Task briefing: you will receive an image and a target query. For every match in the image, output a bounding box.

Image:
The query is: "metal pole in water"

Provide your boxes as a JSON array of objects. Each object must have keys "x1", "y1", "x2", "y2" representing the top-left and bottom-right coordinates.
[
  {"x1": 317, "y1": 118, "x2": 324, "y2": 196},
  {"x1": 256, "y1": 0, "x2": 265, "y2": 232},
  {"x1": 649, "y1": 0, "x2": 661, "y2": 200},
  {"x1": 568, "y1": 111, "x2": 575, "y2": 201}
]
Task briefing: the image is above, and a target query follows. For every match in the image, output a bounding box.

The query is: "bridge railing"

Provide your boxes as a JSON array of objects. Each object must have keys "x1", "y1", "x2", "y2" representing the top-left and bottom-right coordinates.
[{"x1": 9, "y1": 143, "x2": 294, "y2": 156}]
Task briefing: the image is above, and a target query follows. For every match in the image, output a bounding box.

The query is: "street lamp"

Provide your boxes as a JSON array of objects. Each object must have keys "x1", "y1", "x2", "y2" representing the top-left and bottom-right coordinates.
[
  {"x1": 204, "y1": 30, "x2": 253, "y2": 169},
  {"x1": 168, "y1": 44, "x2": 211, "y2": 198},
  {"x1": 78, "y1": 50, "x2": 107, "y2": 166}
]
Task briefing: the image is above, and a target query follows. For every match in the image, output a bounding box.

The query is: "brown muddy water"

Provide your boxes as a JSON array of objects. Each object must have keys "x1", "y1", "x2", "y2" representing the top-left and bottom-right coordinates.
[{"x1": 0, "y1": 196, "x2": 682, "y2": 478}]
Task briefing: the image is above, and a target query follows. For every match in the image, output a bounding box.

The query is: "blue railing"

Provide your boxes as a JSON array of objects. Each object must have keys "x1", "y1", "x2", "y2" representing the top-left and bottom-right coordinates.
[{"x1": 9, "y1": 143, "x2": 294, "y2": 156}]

_WHAT IS ASKED_. Report every line in the entries above that contains the word "railing", copying each one in full.

_SOLUTION TO THE PROBLEM_.
The query is: "bridge railing"
The query is: "blue railing"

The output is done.